When Scout was a little pot-bellied pig puppy, I’d try to walk him from our apartment on San Vicente near the steps in Santa Monica, to the Starbucks on the corner of Montana and Third. We wouldn’t get far before he’d sit down with his little legs sticking out in front of him (sort of), and look at me. He was hot. He was tired. He was three-months old, with puppy breath and sharp baby teeth the size of a speck. He was wild, and for a while I worried that he was crazy, because he’d bare his teeth when he thought something was funny. Turns out, he was smiling.
Maud was just a little girl then, with long blond hair that would swing like a metronome when she skipped out in front of me. The three of us and Bodhi, just a year old when we found Scout sitting on the lap of a rescue kid out on Montana, made up our family.
It’s so strange to think that that’s over, the time of the little girl and the two baby animals and no money. The time of all that deep, deep love. I have to work to think that something else as wonderful will take its place. I don’t know if I actually believe it.
I bring this up because tonight I was out walking with Scout by the ocean in East Marion. He’s been spinning in circles all night long for the past two days, and the vet, who has seen me through this over the last couple of years—or before that, when Bodhi was sick—says that there’s no medication left for him, and that the tumor in his brain must be giving him headaches all day long, and the spinning is nauseating. She would like me to put him out of his misery.

__Supplied data__:
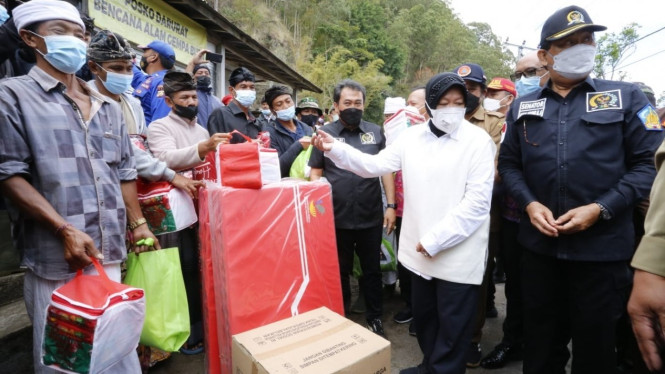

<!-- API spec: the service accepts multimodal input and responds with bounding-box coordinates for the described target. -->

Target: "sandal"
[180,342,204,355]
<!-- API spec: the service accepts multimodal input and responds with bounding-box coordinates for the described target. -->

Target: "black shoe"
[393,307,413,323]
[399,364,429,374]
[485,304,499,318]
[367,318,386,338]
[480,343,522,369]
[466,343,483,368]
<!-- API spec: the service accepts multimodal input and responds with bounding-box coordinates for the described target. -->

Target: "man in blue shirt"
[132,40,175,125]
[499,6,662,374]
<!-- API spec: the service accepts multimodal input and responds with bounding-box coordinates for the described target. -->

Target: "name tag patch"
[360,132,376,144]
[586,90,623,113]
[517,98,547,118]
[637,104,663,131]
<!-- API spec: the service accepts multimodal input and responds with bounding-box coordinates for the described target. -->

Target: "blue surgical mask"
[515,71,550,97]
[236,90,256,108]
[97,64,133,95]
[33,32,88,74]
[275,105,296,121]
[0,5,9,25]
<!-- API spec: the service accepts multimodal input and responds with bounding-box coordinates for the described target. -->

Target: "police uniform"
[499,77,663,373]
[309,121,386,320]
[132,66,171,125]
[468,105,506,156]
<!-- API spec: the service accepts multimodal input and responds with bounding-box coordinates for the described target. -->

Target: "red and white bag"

__Directions__:
1. In the piece about Scout, where was Scout found?
2. Write out the part of the piece about Scout that starts at the words "It’s so strange" and ends after the words "actually believe it.".
The records are material separate from the piece about Scout.

__Solutions__:
1. He was sitting on the lap of a rescue kid out on Montana.

2.
It’s so strange to think that that’s over, the time of the little girl and the two baby animals and no money. The time of all that deep, deep love. I have to work to think that something else as wonderful will take its place. I don’t know if I actually believe it.